PROBLEM STATEMENT:
Without the pictures, set down every line of the data exactly.

Records from a data source:
===
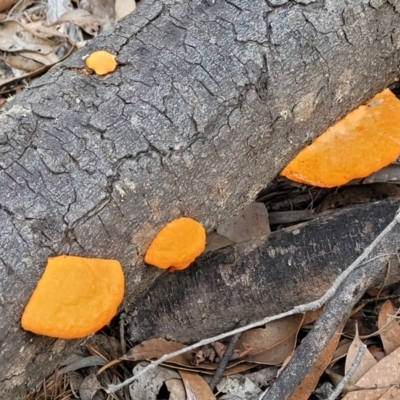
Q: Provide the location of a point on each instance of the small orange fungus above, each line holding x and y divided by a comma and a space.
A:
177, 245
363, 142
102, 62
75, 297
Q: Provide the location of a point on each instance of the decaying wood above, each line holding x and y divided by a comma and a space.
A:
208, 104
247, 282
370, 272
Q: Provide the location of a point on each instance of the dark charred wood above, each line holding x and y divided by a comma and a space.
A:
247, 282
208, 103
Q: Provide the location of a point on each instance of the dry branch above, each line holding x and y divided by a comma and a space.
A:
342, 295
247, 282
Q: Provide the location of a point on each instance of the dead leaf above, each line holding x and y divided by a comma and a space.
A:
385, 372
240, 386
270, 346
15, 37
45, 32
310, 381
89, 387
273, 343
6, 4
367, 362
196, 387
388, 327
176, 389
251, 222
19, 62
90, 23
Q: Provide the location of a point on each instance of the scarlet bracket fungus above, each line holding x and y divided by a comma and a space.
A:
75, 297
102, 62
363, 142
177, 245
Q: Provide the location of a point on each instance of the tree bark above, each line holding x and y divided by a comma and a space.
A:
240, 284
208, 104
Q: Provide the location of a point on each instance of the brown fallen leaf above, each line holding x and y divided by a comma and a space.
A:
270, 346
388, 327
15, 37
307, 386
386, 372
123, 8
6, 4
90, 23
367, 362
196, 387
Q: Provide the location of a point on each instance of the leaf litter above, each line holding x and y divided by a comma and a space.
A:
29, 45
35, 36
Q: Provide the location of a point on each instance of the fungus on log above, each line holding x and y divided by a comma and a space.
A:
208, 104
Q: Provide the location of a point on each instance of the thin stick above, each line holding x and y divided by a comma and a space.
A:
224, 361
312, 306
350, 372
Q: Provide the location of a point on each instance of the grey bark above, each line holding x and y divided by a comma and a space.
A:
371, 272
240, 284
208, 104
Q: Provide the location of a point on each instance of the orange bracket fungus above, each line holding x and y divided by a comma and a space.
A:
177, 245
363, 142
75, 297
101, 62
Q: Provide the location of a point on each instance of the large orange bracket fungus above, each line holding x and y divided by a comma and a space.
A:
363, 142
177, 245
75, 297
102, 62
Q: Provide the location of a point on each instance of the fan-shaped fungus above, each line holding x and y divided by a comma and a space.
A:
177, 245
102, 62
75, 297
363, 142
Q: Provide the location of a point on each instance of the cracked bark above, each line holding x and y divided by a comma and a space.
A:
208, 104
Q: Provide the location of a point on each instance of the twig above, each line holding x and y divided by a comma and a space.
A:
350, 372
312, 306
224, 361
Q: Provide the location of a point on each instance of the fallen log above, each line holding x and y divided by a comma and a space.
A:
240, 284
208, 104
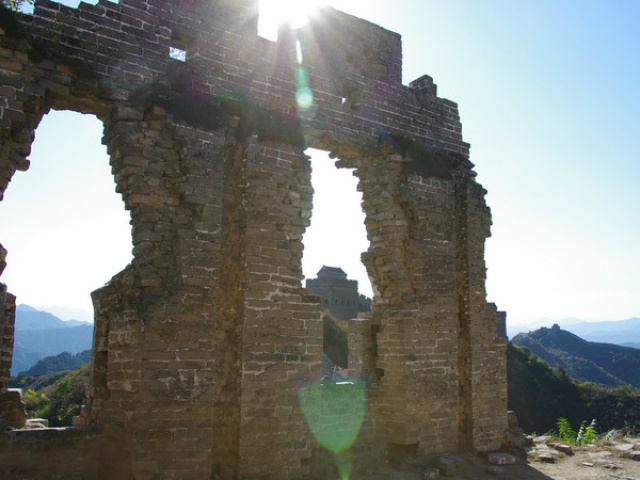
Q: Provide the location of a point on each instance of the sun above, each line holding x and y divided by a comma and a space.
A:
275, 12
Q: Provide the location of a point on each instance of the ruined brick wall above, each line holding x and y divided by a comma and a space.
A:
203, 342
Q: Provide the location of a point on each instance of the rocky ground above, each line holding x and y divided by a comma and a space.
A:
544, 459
===
RESULT FOR THIS EXERCISE:
Q: Provide the location of a point on each instance of the small orange fungus above, each line holding x and y divided by a comma and a space.
A:
177, 245
363, 142
102, 62
75, 297
Q: Provide the location of a point on each instance of the decaying wood above, each line holding x and y divided by a comma and a space.
A:
208, 104
247, 282
370, 272
Q: Provide the location of a point on each instance of the dark charred wood above, each line holding x and y divided by a comma and a space.
A:
247, 282
208, 103
Q: Provide the location of a point on each instance of the dry branch above, each line holding x and y divided by a comma and a space.
A:
342, 295
247, 282
Q: Provide the location of a point on each instance of the dead leaf above, each line holding x and y divided by a comma and a space.
A:
385, 372
240, 386
270, 346
15, 37
45, 32
310, 381
89, 387
273, 343
6, 4
367, 362
196, 387
388, 327
176, 389
251, 222
19, 62
90, 23
Q: Provide the location of a point on each instance of the scarlet bracket fungus above, each line holding x and y divided by a comma and a space.
A:
75, 297
102, 62
363, 142
177, 245
Q: Provide the location of a point on each instance of the tree bark above, each line holding x and y divided by a comma and a space.
A:
240, 284
208, 104
Q: Provide the location of a point on each instance of the brown fallen leaf above, each line holding x and y divided by a comma and a space.
A:
270, 346
388, 327
15, 37
307, 386
386, 372
123, 8
6, 4
90, 23
367, 362
196, 387
Q: Provide the location of a point on each instance of the leaf litter above, each line holding x and y divided by a comma and a space.
A:
29, 45
35, 36
Q: Provide the location of a point on each instance of the fungus on log above, each line holding x and y divided by a comma and a space.
A:
208, 104
Q: Provide the location of a point on each instance of the thin stick above, each line holding x and y divided by a comma and a space.
A:
224, 361
312, 306
350, 372
Q: Provide the location of a point on each instance of the grey bark above, each line holding x and y divided by a comma and a space.
A:
371, 272
240, 284
208, 104
Q: Provide the location of a point on each instance of the orange bracket fungus above, each line holding x and y divided by a comma and a space.
A:
177, 245
363, 142
75, 297
101, 62
Q: Provide the location of a point on each instance of the large orange bracket fungus above, each line holding x and y divided by a comma and a space.
A:
363, 142
177, 245
75, 297
102, 62
Q: Provide the location of a point on each instance of the fan-shaped fungus above, each line holding x and y divided by a comma and a space.
A:
177, 245
102, 62
75, 297
363, 142
Q: Provide the location of a point on each instance of the cracked bark above, each line holding x and y divided by a comma and a space.
A:
208, 104
Q: Provide the location of a point on each instance of the twig above, each line holding x and y divided by a comma and a space.
A:
350, 372
312, 306
224, 361
Q: Provide the location of a point on each instance of the fallen log above, each line holding x and y divided by a comma and a space.
A:
240, 284
208, 104
Q: Provide the location of a point on each instance of the sun above, each line holding x and y divided by a comma and a space.
A:
275, 12
Q: Provide the location of a point on each instance of the ruined brick wall above, each line holding x and y divided by a comma and a space.
A:
203, 342
Q: Provide the location of a point on each instance of the rocky ground above, each line holding x and y divided by a comma and a space.
A:
544, 459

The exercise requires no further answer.